Quote every one of the following rows verbatim, leaving each line unchanged.

Pointing entries for labeled objects:
— START —

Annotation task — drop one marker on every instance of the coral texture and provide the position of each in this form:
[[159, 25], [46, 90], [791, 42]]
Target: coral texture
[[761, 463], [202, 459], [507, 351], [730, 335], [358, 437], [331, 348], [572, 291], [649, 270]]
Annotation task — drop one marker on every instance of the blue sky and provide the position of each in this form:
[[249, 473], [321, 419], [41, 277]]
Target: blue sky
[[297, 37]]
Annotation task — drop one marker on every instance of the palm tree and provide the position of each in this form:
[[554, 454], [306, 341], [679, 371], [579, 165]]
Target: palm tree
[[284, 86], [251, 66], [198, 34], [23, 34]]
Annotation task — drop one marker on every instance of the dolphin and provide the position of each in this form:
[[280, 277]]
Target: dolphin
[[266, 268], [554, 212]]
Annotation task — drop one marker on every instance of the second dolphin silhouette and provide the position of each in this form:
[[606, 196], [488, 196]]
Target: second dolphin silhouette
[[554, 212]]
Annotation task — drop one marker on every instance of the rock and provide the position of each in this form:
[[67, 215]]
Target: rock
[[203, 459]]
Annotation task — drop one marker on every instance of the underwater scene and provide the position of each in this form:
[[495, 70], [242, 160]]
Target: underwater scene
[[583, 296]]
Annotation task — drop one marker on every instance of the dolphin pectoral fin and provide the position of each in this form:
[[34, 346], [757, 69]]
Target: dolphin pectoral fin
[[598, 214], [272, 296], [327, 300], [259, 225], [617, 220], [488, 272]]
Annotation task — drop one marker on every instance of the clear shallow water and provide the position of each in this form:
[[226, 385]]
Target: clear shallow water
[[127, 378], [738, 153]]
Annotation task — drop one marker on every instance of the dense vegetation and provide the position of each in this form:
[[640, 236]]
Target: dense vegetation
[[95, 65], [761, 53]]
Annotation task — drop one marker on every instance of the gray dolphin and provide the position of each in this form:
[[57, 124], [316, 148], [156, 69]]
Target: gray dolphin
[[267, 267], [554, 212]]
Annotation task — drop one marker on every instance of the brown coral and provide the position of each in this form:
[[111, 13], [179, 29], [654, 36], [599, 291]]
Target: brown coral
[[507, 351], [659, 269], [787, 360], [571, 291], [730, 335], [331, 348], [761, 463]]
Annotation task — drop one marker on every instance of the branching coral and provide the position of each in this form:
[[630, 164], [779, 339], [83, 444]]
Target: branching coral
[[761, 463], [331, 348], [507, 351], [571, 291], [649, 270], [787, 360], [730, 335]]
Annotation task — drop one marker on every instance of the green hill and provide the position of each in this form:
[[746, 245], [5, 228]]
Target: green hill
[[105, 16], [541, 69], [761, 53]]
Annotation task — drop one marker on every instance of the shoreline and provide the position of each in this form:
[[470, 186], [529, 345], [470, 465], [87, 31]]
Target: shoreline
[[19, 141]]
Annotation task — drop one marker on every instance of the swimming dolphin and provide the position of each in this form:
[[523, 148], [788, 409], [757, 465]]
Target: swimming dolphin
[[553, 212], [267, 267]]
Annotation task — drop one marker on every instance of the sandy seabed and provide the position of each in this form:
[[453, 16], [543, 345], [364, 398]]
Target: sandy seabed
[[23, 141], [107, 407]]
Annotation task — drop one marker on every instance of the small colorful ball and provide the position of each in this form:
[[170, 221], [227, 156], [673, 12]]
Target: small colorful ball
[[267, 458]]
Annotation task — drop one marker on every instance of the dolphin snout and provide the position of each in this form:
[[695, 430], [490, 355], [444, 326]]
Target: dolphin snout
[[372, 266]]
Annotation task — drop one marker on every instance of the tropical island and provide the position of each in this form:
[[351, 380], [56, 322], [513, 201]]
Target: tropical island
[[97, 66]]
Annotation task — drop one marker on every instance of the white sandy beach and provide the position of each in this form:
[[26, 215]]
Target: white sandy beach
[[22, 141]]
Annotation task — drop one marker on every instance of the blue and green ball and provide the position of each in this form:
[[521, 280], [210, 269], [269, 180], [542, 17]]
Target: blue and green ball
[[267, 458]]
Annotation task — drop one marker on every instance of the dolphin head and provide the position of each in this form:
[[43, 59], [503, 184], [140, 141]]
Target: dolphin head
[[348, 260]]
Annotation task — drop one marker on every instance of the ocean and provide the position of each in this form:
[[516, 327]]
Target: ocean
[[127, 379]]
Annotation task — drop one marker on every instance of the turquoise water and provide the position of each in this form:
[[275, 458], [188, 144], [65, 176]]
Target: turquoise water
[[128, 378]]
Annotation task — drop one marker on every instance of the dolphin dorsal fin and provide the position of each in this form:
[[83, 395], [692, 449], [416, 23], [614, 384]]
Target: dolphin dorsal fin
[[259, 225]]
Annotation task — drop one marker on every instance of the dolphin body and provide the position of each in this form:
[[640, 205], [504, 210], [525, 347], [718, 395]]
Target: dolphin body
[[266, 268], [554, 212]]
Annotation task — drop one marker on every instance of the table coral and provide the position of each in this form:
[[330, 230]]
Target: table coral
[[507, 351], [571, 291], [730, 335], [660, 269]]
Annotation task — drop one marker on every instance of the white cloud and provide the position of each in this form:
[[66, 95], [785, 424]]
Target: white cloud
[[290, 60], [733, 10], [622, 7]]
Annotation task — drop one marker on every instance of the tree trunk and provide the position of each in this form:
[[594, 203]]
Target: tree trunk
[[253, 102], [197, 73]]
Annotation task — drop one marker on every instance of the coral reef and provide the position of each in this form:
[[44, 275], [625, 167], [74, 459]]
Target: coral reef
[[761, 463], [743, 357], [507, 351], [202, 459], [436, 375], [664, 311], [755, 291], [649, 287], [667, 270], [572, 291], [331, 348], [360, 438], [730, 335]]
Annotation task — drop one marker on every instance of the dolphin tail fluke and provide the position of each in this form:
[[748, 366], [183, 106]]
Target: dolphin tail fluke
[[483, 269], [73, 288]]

— END —

Full solution:
Annotation task — drop one marker on every instance of the coral texture and provide the position of each in this form:
[[159, 25], [46, 90], [791, 42]]
Target: coral texture
[[761, 463], [202, 459], [507, 351], [730, 335], [358, 437], [331, 348], [572, 291], [649, 270]]
Annotation task — drop one marker on every instance of the blue sky and provide the position of each in this form:
[[249, 473], [321, 419], [41, 277]]
Target: blue sky
[[297, 37]]
Annotation task — drop one marker on every instance of the palm tree and provide the position of each in this form:
[[554, 454], [306, 341], [679, 371], [579, 165]]
Target: palm tree
[[284, 86], [251, 66], [198, 34], [23, 34]]
Annotation task — drop one marker on every instance of the dolphin and provide the position of each in this form:
[[280, 277]]
Target: dolphin
[[266, 268], [554, 212]]
Annotation task — drop one marker on every instance of the second dolphin silhouette and provide the position of each in this form:
[[606, 196], [488, 196]]
Target: second dolphin silhouette
[[554, 212]]
Annotation task — drop one marker on every instance of the rock and provide the position of each in this form:
[[67, 215]]
Target: rock
[[203, 459]]
Annotation task — drop one marker on every instance of the underwater scene and provide the position of each in this form:
[[495, 70], [242, 160]]
Target: underwater scene
[[583, 296]]
Annotation task — drop one marker on every instance of the dolphin pectoral fin and provide the position of each in this form:
[[34, 346], [757, 69]]
Target: dolphin pectoral fin
[[598, 214], [272, 296], [327, 300], [259, 225], [617, 220], [488, 272]]
Annotation task — drop one marker on every instance of the clear shallow water and provide the position of each in this form:
[[226, 385]]
Target: clear shallow water
[[127, 378], [738, 153]]
Annotation task — drop one marker on every instance of the dense vegetation and provide the position of each in this form:
[[640, 236]]
Target: dense vegetation
[[95, 65], [761, 53]]
Annotation task — drop one marker on every instance of the gray dolphin and provide the position of each in this form:
[[57, 124], [316, 148], [156, 69]]
Target: gray dolphin
[[267, 267], [554, 212]]
Annotation task — drop one marker on every instance of the brown coral and provide the position of each in this form:
[[111, 13], [179, 29], [654, 36], [599, 291]]
Target: brown coral
[[507, 351], [659, 269], [787, 360], [571, 291], [730, 335], [331, 348], [761, 463]]
Annotation task — drop one marker on every instance of the branching coral and provide the position of each in this form:
[[630, 164], [779, 339], [83, 444]]
Target: branching coral
[[761, 463], [331, 348], [507, 351], [571, 291], [649, 270], [787, 360], [730, 335]]
Annotation task — drop one marker on every instance of the green hill and provide the position of each in this form:
[[746, 245], [5, 228]]
Target: green hill
[[105, 16], [541, 69], [761, 53]]
Annotation task — drop one marker on every instance of the shoreline and provide the position of each in this form:
[[470, 186], [529, 345], [470, 465], [87, 31]]
Target: shoreline
[[19, 141]]
Annotation task — drop one marker on every instance of the swimming dolphin and provide the position of each in this form:
[[523, 148], [788, 409], [757, 465]]
Target: swimming dolphin
[[553, 212], [267, 267]]
Annotation task — drop one marker on every instance of the sandy seabed and provide the position of each in this form:
[[453, 16], [543, 345], [364, 398]]
Target: sandy seabed
[[23, 141], [107, 407]]
Annotation task — drop one marker on every instance of the small colorful ball and provide the position of each in this form:
[[170, 221], [227, 156], [673, 12]]
Target: small colorful ball
[[267, 458]]
Annotation task — drop one marker on every instance of the dolphin snout and provide the position of each in this form:
[[695, 430], [490, 355], [444, 326]]
Target: dolphin snout
[[372, 266]]
Annotation task — drop one marker on every instance of the tropical island and provide the position of each in this form:
[[351, 380], [56, 322], [513, 201]]
Target: tropical island
[[97, 66]]
Annotation task — drop one marker on every instance of the white sandy beach and provide the position of each in this form:
[[26, 215]]
Target: white sandy beach
[[22, 141]]
Annotation task — drop one marker on every instance of the blue and green ball and provide the position of each in this form:
[[521, 280], [210, 269], [269, 180], [542, 17]]
Target: blue and green ball
[[267, 458]]
Annotation task — drop one marker on every instance of the dolphin head and provide the position of each in this form:
[[43, 59], [503, 184], [140, 141]]
Target: dolphin head
[[348, 260]]
Annotation task — drop one marker on every instance of the ocean and provide the position of each in this form:
[[516, 327]]
Target: ocean
[[127, 379]]
Annotation task — drop one marker on every instance of the turquoise water and provide the position of each in this form:
[[275, 458], [188, 144], [65, 176]]
Target: turquoise water
[[128, 378]]
Annotation task — drop one marker on every instance of the dolphin dorsal fin and provide the position of each in this form:
[[83, 395], [692, 449], [416, 23], [614, 384]]
Target: dolphin dorsal fin
[[259, 225]]
Annotation task — drop one marker on every instance of the dolphin body and provide the position of each in this form:
[[640, 205], [504, 210], [525, 347], [718, 395]]
Target: dolphin body
[[266, 268], [554, 212]]
Annotation task — drop one marker on every instance of the table coral and provide the position of each in this form:
[[330, 230]]
Target: table coral
[[507, 351], [571, 291], [730, 335], [660, 269]]
Annotation task — drop one marker on every instance of the white cloud and provide the position of each in this form:
[[66, 95], [785, 424]]
Target: white cloud
[[290, 60], [733, 10], [622, 7]]
Annotation task — drop one marker on every instance of the tree trunk and provide the position of each in this form:
[[594, 203]]
Target: tree trunk
[[253, 102], [197, 73]]
Annotation task — drop one marker on every instance of the coral reef and provide the position of each in this form:
[[44, 275], [625, 167], [74, 459]]
Target: coral reef
[[761, 463], [743, 357], [507, 351], [202, 459], [436, 375], [664, 311], [755, 291], [649, 287], [667, 270], [572, 291], [331, 348], [360, 438], [730, 335]]
Annotation task — drop one marker on every instance of the dolphin tail fluke and provide the position of each in this form:
[[748, 366], [183, 106]]
Target: dolphin tail fluke
[[483, 269], [73, 288]]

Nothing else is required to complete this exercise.